Provided passage:

--- --- ---

# Blu Ray CD Buff Tutorial



## KhalidAbuDhabi (Oct 10, 2016)

I have few PS4 Blu Ray CDs which are not working due to some scratches on them and my console is not reading them, i saw many tutorials over youtube but i cant try on them until i have some good proof to remove the scratches when applying such tactics. Does anyone tried that or any good method to simply remove the scratches and make them playable again?


----------



## Stevesolar (Dec 21, 2012)

HP brown sauce (I kid you not!)


----------



## KhalidAbuDhabi (Oct 10, 2016)

Are you serious, have you experienced that before, i don't want ruin my blu ray. Please suggest


----------



## Stevesolar (Dec 21, 2012)

Hi,
Yes - simply squirt some HP brown sauce onto the scratched disc and then gently rub in circles with a soft cloth.
The brown sauce is very mildly abrasive and removes scratches without damaging the disc.
Cheers
Steve


----------



## KhalidAbuDhabi (Oct 10, 2016)

I went to my nearby grocery store but couldn't find the HP brown sauce, any specific location you can refer to or any other alternative. I went on further finding any computer shop to buff my scratch CDs but strange there is not a single shop where they have the machine to do such job.


----------



## Stevesolar (Dec 21, 2012)

KhalidAbuDhabi said:


> I went to my nearby grocery store but couldn't find the HP brown sauce, any specific location you can refer to or any other alternative. I went on further finding any computer shop to buff my scratch CDs but strange there is not a single shop where they have the machine to do such job.


Spinneys or Waitrose - as HP is a British made product


----------



## KhalidAbuDhabi (Oct 10, 2016)

Stevesolar said:


> Spinneys or Waitrose - as HP is a British made product


hey Steve,

I found this:

http://www.hpsauce.co.uk/-/media/he...ct-info-images/her1200594-hp_sauce_255_g.ashx

and 

http://www.makro.co.uk/user/products/large/M371229.jpg

but in the first image i couldn't find anywhere written "brown" but in the 2nd picture, it says "brown" but bottle is too big to buy just for a little work.

What do you recommend?


----------



## Stevesolar (Dec 21, 2012)

Hi,
First image is the correct one (we just know it as brown sauce in the UK!)
Cheers
Steve


----------



## KhalidAbuDhabi (Oct 10, 2016)

Thank you, i will check it.


----------



## KhalidAbuDhabi (Oct 10, 2016)

Hey Steve,

Unfortunately, i couldn't find the above sauce anywhere but I tried a perfume with tissue paper and rub on the affected area of the CD, guess what, it worked like a charm.


----------

--- --- ---

Provided material:

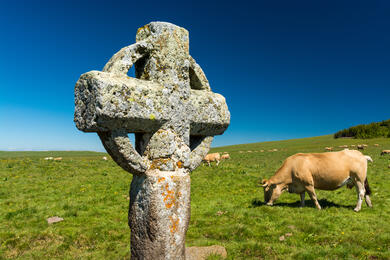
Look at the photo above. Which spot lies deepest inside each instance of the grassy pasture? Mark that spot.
(227, 207)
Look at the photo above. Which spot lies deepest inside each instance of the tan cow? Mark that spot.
(302, 173)
(385, 152)
(225, 156)
(212, 157)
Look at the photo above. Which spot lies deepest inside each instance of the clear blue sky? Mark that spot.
(288, 69)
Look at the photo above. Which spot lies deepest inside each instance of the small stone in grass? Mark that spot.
(54, 220)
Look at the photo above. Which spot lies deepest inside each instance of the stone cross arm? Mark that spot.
(107, 101)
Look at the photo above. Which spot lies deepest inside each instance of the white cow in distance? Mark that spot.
(212, 157)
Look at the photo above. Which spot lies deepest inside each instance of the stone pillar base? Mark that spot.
(159, 214)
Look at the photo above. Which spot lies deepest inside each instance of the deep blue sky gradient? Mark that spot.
(288, 69)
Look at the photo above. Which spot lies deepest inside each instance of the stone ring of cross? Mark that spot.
(169, 105)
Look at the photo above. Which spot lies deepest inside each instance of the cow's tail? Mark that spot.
(368, 158)
(367, 187)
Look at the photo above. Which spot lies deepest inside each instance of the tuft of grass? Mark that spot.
(226, 205)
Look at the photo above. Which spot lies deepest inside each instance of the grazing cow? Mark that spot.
(212, 157)
(302, 173)
(225, 156)
(385, 152)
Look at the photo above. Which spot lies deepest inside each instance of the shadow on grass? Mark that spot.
(308, 203)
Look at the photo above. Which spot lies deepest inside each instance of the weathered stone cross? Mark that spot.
(174, 115)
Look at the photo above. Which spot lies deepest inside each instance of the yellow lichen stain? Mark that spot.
(156, 163)
(146, 28)
(179, 164)
(175, 224)
(169, 197)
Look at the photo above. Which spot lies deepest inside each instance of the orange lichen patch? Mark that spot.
(146, 28)
(179, 164)
(157, 163)
(174, 225)
(169, 197)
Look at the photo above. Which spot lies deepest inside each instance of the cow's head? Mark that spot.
(271, 192)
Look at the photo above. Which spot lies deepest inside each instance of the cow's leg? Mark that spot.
(368, 200)
(312, 193)
(302, 199)
(360, 192)
(367, 193)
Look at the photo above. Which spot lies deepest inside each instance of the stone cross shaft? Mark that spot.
(174, 115)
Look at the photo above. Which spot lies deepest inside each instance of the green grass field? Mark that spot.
(227, 207)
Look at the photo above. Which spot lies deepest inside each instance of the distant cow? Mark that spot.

--- --- ---

Instructions for the task:
In the thread about fixing scratched discs, which two stores are recommended for finding HP brown sauce? The records come from a separate source.

Solution to the exercise:
Spinneys or Waitrose.